_Extracted text_
★ ★ ★ ★ ★
Edvard Munch (Norwegian, 1863-1944) 'Self-Portrait in a Room on the Continent (mirrored)' 1906(?)

 

Edvard Munch (Norwegian, 1863-1944)
Self-Portrait in a Room on the Continent (mirrored)
1906(?)
Silver gelatin contact print

 

Edvard Munch (Norwegian, 1863-1944) 'Evening. Melancholy I (Aften. Melankoli I)' 1896

 

Edvard Munch, Berlin (Norwegian, 1863-1944)
M.W. Lassally, Berlin (printer)
Evening. Melancholy I (Aften. Melankoli I)
1896
Woodcut
Composition: 16 1/4 x 18″ (41.2 x 45.7cm)
Sheet: 16 15/16 x 21″ (43 x 53.3cm)

 

Edvard Munch (Norwegian, 1863-1944) Melancholy III (Melankoli III)' 1902

 

Edvard Munch (Norwegian, 1863-1944)
Melancholy III (Melankoli III)
1902
Woodcut with gouache additions
Composition: 14 3/4 x 18 9/16″ (37.5 x 47.2cm)
Sheet: 20 1/2 x 25 7/8″ (52 x 65.8cm)

 

 

Variations of Melancholy

Edvard Munch made his first woodcuts and lithographs in 1896. He mastered an innovative technique in which he used the wood grain to emphasise his own lines. Using this technique, he created a number of related woodcuts on the theme of melancholy, including Evening. Melancholy I (1896), in which the brooding figure sits facing right, under an imposing crimson sky.

 

Edvard Munch (Norwegian, 1863-1944) 'Edvard Munch and Ludvig Ravensberg, Åsgårdstrand' 1904

 

Edvard Munch (Norwegian, 1863-1944)
Edvard Munch and Ludvig Ravensberg, Åsgårdstrand
1904
Collodion contact print

 

 

Munch used himself and his friends as models for his canvas Bathing Men. Here is a description by his friend Christian Gierløff: “The sun baked us all day and we let it do so. Munch worked a little on a painting of bathers, but for most of the day, we lay, overcome by the sun, in the sand by the water’s edge, between the large boulders, and we let our bodies drink in all of the sun they could. No one asked for a bathing suit.”

 

Edvard Munch (Norwegian, 1863-1944) 'The Painting "Bathing Young Men" in the Garden, Åsgårdstrand' 1904

 

Edvard Munch (Norwegian, 1863-1944)
★ ★ ★ ★ ★
_Check your understanding_
a. Retype the Edvard Munch text from "Variations of Melancholy" up to and including "imposing crimson sky.".
b. According to the Edvard Munch text, which friend of Munch gave a description of the days spent lying in the sun by the water's edge?
c. Give what follows the last line of the Edvard Munch text.
The data has no part in this work.

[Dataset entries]
★ ★ ★ ★ ★
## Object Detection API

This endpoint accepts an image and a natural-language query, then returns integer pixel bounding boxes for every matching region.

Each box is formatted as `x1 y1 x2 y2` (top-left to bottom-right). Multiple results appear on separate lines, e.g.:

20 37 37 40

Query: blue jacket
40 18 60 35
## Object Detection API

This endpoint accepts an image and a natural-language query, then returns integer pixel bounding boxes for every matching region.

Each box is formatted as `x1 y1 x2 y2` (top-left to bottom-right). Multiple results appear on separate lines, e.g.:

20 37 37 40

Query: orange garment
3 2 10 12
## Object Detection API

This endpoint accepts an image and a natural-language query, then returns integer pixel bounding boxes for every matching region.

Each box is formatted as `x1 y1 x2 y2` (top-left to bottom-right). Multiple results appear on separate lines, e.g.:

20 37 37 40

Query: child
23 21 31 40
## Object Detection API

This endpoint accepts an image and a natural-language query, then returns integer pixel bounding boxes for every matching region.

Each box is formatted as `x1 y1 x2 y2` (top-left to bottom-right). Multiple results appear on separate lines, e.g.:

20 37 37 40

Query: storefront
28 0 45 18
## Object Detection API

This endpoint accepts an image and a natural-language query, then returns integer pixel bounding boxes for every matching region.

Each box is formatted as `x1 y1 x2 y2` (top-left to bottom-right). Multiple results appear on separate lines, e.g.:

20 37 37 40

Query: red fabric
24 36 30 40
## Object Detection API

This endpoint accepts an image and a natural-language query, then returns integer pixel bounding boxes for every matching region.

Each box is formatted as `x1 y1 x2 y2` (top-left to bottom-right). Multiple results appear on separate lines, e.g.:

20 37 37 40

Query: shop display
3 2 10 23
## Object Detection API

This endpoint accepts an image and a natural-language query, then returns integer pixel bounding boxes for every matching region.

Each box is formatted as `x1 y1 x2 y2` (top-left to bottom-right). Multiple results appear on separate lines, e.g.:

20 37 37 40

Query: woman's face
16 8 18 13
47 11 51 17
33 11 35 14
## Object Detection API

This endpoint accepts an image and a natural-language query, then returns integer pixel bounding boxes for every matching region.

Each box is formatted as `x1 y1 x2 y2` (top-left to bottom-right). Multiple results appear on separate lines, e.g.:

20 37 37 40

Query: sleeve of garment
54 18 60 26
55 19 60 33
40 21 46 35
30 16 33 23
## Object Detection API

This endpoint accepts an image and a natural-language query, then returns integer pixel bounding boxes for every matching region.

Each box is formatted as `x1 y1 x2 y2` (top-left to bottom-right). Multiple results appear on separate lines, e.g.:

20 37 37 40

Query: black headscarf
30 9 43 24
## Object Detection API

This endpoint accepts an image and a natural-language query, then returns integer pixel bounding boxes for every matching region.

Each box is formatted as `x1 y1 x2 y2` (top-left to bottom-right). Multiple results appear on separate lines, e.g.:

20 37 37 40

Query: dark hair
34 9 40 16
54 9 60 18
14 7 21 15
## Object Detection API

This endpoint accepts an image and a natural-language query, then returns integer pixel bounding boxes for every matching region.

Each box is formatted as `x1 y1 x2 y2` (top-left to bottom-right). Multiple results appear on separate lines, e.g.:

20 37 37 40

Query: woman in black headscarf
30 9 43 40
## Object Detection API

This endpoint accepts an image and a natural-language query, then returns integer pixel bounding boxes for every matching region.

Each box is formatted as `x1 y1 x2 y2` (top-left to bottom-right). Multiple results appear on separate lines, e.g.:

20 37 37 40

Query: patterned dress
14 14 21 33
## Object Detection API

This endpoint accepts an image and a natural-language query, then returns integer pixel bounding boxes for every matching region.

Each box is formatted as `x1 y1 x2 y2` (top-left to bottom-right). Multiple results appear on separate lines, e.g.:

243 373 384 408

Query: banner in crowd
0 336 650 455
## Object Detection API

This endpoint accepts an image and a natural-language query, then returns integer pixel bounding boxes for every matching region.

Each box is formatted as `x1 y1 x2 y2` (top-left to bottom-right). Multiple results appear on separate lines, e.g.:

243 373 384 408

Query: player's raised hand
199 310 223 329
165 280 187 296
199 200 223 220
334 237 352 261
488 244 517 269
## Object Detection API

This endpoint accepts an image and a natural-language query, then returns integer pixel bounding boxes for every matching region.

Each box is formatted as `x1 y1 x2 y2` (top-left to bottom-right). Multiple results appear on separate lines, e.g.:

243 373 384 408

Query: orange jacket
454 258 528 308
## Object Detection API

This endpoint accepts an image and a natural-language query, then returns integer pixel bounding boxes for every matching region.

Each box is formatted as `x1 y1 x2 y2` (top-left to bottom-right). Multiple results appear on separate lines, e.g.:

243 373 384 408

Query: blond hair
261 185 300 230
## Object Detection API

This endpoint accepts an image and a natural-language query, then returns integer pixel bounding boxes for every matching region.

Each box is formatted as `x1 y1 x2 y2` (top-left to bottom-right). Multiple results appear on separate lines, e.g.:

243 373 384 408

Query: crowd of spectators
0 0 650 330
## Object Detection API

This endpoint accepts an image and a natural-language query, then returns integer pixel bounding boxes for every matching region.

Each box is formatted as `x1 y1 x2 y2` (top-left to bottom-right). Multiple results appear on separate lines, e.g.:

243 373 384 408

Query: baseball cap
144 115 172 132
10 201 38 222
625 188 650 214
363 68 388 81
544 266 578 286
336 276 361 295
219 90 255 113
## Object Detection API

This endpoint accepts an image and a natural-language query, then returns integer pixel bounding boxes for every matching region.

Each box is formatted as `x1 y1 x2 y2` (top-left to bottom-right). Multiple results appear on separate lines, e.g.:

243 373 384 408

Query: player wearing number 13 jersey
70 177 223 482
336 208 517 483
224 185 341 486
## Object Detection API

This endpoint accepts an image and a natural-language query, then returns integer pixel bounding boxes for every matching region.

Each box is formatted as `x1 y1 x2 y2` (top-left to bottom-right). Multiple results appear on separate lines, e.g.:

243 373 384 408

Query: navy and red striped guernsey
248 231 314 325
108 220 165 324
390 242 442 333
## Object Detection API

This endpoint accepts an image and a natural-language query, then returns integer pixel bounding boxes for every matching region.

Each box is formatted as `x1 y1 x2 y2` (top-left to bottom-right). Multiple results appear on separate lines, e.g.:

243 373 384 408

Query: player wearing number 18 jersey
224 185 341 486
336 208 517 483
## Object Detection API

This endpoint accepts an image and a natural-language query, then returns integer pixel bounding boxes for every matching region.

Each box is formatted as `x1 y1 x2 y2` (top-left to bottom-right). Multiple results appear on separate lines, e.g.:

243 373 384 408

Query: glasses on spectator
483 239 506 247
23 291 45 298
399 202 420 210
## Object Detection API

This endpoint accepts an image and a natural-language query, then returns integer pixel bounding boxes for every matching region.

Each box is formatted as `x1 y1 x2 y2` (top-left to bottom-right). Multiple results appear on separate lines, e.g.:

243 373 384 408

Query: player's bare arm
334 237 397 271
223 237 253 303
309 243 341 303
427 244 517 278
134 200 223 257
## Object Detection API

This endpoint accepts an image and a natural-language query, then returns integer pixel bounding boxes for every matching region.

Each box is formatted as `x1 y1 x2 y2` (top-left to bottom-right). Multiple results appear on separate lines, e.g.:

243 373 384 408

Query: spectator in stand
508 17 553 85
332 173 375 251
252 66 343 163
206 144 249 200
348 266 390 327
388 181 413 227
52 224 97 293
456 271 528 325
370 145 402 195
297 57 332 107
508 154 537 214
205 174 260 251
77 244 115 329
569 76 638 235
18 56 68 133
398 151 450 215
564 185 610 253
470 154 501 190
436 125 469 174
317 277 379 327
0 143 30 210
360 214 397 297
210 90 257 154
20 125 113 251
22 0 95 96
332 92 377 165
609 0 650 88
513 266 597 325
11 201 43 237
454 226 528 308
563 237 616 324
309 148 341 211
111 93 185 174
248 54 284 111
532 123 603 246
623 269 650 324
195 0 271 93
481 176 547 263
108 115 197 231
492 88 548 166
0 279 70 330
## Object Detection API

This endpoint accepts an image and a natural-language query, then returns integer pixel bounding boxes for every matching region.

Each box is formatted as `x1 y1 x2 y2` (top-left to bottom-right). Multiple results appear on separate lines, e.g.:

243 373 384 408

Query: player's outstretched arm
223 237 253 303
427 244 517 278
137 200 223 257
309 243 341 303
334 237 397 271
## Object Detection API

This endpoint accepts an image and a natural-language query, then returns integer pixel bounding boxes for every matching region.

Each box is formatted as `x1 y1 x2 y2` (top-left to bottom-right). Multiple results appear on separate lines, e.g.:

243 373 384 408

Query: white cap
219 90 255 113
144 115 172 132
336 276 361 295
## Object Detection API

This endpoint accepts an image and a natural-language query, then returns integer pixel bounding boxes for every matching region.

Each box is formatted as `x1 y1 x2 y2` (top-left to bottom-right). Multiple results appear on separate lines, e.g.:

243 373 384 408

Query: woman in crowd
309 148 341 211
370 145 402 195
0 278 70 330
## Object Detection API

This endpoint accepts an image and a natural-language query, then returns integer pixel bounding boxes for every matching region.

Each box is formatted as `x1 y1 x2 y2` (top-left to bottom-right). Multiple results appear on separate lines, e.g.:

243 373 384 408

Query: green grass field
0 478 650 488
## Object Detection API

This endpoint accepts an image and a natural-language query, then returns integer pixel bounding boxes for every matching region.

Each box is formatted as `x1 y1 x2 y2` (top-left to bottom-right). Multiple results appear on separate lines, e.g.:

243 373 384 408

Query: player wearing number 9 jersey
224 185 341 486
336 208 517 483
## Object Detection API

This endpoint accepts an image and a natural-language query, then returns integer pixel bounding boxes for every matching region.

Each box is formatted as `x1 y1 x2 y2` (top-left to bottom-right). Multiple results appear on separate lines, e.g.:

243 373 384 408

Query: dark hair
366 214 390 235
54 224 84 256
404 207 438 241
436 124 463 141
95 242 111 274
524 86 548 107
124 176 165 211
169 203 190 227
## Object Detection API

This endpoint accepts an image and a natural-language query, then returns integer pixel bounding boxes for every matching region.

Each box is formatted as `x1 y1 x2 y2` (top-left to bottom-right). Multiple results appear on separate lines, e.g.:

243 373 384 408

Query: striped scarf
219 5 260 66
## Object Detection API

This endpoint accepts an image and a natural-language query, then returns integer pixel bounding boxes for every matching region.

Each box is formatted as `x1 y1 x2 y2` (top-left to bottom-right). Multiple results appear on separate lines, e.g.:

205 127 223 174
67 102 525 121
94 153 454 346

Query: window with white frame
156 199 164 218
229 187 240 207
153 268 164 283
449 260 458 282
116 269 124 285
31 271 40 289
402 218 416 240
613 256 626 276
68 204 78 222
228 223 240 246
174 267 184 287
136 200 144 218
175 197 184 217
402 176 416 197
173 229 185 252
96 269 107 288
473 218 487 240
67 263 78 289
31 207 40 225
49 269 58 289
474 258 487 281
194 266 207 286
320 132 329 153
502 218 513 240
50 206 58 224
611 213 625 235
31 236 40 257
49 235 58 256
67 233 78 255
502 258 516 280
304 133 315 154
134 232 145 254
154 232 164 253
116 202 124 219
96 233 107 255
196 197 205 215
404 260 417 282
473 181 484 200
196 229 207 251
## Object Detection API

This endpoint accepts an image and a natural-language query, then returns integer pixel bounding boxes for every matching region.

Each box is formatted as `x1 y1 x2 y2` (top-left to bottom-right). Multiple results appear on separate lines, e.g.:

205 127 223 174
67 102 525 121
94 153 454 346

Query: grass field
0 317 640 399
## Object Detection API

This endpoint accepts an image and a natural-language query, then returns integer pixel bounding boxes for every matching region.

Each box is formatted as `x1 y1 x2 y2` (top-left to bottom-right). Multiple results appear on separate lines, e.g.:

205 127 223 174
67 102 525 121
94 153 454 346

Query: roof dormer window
★ ★ ★ ★ ★
_Answers for each item_
a.
Variations of Melancholy

Edvard Munch made his first woodcuts and lithographs in 1896. He mastered an innovative technique in which he used the wood grain to emphasise his own lines. Using this technique, he created a number of related woodcuts on the theme of melancholy, including Evening. Melancholy I (1896), in which the brooding figure sits facing right, under an imposing crimson sky.

b. Christian Gierløff

c.
The Painting “Bathing Young Men” in the Garden, Åsgårdstrand
1904
Collodion contact print

 

 

Several photographs from the summer of 1904 picture Munch’s painting Bathing Young Men. Shadows cast by leaves at the upper left of the painting seem integral to canvas and have the effect of linking the painting to its natural surroundings. Ludvig Ravensberg stands on the extreme right, seemingly holding the painting. The out-of-focus foreground, the painted figures, and the living man holding the canvas aloft document not only the painting but, playfully, photographic representation itself.

 

Edvard Munch (Norwegian, 1863-1944) 'Bathing Young Men' 1904

 

Edvard Munch (Norwegian, 1863-1944)
Bathing Young Men
1904
Oil on canvas
Munch Museum
Public domain

 

 

Bathers were a popular subject around the turn of the last century. Sojourns at health spas were fashionable and people pursued sports, nudism and the healthful effects of the natural environment. It was seen as cleansing to bathe in the sea, while the sun constituted a rejuvenating force of life.

In this painting we see a virile, muscular, naked man emerging from the cool, turquoise sea after a swim. The picture can be read as a reflection of the period’s “vitalism” – a world view that assumed all living things to be suffused with a magical life force. This philosophy found its pictorial expression in particular in dynamic motifs of naked men and youths.

As a cultural phenomenon, vitalism was a reaction against the decadence of the period, and against industrialism, with the great cities and ways of life it brought with it. Instead of cool-headed rationalism and scientific technology, vitalism preferred to emphasise instinct and intuition – and believed the key to a better life lay in nature and good health.

Text from the National Museum website

 

Edvard Munch (Norwegian, 1863-1944) 'Exhibition at Blomqvist, Kristiania' 1902

 

Edvard Munch (Norwegian, 1863-1944)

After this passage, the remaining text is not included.